# Work order:
Your response should consist solely of the lines from the one containing "Query: white ceiling" through the final line of the entries, repeated exactly.
%%
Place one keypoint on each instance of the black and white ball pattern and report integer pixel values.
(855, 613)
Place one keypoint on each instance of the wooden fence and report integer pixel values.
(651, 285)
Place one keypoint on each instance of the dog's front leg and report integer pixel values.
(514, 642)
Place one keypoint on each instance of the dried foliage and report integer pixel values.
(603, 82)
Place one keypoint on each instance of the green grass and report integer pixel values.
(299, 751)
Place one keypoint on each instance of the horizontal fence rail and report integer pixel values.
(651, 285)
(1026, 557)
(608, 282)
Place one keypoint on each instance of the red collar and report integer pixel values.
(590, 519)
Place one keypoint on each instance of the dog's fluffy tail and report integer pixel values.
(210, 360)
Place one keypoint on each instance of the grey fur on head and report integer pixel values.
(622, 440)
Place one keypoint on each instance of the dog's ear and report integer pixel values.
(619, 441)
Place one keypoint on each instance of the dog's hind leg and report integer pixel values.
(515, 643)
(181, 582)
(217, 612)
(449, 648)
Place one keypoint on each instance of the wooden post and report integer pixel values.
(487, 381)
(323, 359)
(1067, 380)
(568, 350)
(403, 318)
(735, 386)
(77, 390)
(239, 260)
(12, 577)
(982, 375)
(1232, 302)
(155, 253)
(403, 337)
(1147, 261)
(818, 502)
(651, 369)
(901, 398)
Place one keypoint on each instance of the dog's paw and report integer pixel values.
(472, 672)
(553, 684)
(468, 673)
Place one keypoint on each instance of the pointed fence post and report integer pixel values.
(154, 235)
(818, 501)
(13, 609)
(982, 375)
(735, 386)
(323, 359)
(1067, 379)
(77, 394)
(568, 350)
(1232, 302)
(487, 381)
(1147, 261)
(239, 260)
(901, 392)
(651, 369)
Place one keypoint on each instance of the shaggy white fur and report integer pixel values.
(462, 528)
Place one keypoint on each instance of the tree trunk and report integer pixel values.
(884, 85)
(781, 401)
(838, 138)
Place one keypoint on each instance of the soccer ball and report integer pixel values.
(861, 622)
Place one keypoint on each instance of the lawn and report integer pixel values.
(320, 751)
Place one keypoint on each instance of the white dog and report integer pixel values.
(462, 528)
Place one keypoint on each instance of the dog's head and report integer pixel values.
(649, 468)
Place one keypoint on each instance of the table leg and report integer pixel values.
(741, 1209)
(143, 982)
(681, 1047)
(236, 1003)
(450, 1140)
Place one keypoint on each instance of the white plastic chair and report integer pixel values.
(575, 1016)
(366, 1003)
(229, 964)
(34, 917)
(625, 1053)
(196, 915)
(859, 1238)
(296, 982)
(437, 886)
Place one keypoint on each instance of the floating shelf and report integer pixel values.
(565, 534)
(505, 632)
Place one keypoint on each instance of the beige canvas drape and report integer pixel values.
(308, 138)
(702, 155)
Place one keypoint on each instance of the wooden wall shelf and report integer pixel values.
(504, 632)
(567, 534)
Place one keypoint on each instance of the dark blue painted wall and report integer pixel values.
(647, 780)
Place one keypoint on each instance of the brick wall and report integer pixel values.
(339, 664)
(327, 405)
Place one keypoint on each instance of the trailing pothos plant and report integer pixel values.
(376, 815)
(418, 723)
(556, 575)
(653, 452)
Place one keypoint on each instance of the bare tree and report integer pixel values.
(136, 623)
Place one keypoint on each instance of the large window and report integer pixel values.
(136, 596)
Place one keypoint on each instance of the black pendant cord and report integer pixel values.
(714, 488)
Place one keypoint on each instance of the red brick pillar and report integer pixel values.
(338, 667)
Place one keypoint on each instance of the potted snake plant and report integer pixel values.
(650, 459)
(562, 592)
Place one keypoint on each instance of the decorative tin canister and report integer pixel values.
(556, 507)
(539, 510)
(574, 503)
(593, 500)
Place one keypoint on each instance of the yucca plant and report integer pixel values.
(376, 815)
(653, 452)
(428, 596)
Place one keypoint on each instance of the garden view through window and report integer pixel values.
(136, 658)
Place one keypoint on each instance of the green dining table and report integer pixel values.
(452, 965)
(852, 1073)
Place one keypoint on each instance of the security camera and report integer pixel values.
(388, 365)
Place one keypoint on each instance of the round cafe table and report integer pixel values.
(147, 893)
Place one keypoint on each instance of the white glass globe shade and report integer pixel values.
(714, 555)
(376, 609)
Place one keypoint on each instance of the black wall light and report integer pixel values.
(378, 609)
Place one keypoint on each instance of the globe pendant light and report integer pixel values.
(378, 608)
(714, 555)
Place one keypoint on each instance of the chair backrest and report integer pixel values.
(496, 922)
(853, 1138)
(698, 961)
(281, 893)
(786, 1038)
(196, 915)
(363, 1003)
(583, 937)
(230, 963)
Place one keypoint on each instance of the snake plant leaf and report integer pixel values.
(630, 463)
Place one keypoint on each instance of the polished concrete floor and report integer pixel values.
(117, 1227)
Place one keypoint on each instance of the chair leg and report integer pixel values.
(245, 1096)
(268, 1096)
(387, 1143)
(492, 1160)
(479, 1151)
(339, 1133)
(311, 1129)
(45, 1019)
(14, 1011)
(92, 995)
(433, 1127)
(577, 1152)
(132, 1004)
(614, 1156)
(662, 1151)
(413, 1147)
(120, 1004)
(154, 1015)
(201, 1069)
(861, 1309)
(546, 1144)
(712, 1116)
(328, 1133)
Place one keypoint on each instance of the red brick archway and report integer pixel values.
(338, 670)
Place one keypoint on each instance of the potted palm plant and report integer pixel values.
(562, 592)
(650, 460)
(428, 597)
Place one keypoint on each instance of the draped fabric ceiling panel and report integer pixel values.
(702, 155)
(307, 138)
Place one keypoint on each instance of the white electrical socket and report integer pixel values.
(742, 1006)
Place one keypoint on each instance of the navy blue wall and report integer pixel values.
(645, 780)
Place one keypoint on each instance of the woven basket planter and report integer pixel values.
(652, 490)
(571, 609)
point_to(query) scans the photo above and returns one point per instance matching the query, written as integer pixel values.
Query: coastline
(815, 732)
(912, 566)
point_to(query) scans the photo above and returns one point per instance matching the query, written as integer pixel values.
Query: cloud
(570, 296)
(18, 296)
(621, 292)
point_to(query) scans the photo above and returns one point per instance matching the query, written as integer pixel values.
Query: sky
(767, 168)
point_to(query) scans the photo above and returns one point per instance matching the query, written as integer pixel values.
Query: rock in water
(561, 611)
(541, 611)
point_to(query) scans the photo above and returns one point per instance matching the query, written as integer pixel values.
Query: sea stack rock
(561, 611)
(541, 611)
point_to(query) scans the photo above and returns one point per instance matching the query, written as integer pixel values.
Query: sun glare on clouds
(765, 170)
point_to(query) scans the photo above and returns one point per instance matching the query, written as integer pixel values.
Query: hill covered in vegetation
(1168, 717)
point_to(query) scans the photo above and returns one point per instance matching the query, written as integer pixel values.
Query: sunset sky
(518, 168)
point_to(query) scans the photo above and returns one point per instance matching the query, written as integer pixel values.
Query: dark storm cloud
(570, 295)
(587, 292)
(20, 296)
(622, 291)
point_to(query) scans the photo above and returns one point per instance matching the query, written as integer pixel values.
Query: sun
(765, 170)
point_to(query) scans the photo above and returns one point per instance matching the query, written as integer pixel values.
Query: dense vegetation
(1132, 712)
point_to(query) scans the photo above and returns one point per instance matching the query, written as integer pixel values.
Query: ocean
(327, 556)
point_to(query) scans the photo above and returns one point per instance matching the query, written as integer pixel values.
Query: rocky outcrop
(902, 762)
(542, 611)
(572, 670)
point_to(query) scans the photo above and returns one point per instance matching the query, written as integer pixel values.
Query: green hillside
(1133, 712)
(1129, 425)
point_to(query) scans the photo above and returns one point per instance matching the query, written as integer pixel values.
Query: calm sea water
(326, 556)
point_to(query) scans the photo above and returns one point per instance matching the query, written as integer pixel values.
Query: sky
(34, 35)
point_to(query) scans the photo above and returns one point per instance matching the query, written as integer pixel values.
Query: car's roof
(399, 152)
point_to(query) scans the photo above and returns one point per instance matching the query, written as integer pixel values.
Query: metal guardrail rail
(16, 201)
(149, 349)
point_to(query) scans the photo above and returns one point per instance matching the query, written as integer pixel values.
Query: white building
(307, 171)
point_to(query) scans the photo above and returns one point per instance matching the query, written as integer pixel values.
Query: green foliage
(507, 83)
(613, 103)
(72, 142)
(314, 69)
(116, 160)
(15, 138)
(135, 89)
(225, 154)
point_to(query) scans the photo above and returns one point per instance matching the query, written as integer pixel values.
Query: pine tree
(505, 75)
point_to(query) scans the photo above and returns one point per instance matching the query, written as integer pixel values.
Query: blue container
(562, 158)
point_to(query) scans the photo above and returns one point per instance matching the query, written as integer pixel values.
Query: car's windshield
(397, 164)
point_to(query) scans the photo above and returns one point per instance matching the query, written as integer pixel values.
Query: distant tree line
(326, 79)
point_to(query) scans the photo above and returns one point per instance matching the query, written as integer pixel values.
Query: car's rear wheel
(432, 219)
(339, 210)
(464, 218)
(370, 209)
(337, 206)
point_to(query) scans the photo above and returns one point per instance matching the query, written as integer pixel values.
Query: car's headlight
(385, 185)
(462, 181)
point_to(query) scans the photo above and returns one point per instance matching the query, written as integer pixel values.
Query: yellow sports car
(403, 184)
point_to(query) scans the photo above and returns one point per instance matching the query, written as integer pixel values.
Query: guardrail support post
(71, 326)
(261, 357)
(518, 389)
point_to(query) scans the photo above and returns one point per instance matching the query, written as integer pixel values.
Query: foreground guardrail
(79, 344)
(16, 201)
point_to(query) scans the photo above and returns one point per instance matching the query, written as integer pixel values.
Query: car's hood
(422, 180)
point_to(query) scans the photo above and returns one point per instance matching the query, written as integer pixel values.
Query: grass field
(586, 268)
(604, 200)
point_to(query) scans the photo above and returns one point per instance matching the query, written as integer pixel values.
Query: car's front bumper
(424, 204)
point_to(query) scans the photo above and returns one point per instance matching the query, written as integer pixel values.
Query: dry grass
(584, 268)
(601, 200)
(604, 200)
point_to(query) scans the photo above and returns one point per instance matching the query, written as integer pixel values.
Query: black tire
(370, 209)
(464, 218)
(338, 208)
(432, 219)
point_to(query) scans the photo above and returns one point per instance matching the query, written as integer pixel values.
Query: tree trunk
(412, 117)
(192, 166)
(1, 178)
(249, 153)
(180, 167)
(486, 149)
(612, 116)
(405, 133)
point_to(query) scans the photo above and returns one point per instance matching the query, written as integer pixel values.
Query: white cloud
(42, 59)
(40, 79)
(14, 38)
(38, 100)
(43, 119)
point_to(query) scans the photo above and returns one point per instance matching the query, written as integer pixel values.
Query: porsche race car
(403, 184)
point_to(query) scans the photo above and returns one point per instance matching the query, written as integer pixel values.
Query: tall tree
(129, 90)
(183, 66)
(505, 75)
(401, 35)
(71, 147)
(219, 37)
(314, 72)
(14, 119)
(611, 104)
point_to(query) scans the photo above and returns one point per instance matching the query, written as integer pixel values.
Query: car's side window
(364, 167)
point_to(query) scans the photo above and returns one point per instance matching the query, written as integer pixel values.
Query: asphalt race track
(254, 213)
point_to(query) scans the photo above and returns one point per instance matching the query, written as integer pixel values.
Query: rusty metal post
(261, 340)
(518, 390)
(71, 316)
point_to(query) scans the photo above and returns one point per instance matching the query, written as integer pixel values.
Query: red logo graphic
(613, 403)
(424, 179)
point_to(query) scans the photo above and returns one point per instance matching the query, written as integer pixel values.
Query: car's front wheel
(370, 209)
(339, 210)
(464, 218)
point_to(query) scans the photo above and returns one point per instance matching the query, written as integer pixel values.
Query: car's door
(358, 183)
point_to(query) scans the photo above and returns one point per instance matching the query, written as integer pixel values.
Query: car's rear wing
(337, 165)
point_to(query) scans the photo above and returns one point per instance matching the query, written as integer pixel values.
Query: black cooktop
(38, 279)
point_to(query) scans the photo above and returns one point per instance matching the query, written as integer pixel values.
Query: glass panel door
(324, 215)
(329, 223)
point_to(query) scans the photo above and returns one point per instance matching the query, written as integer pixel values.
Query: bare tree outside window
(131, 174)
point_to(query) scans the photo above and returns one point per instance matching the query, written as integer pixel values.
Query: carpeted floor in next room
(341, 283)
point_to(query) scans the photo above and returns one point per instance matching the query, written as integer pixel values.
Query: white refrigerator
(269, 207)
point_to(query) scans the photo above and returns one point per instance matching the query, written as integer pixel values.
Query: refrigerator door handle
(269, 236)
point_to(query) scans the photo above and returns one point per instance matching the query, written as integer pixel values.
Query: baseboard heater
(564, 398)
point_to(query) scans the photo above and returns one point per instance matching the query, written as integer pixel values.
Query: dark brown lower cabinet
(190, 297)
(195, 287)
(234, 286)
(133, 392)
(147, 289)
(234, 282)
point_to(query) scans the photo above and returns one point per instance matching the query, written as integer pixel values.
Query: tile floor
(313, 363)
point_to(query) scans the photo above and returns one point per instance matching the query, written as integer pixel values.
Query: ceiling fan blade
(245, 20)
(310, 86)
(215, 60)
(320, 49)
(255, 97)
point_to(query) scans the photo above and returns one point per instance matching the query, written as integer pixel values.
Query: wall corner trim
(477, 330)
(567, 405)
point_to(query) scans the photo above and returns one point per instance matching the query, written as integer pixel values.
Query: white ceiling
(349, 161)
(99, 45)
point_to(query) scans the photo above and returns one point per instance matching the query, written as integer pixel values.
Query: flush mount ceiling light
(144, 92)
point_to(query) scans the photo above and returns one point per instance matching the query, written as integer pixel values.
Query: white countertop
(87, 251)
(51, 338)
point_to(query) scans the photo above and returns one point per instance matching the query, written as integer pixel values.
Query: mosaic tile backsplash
%%
# Reply to the exercise:
Query: white ceiling
(349, 161)
(99, 45)
point_to(query) scans the photo above and returns one point per instance matching the query, written as integer pixel values.
Query: flush mount ceiling light
(144, 92)
point_to(query) scans the photo above and returns one point per instance matching the query, written as integer pixel values.
Query: white countertop
(87, 251)
(51, 338)
point_to(query) scans the photo above and returns one point per instance matching the query, written as integer pixel values.
Query: mosaic tile backsplash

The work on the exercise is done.